WRITTEN TASK:
In the listing below, begin at the line that has "find the green" and stop after the line that has "[526, 188, 630, 256]". Please rewrite those lines with "bracket notation" swapped for "square-bracket notation", leaving everything else unchanged.

(Part of a data file)
+===+

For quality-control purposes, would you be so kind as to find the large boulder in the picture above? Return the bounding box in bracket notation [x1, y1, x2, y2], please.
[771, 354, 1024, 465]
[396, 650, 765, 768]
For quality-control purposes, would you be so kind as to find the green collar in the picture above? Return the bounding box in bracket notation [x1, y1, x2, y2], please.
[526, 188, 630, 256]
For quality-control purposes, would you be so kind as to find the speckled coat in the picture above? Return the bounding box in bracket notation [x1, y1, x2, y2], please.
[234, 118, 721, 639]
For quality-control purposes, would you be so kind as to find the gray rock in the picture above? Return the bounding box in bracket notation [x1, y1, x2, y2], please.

+===+

FULL RESPONSE:
For quality-control purposes, would you be so kind as to find the green collar in the picture above? Return the bounding box in square-bracket notation [x1, y1, x2, y2], please.
[526, 188, 630, 256]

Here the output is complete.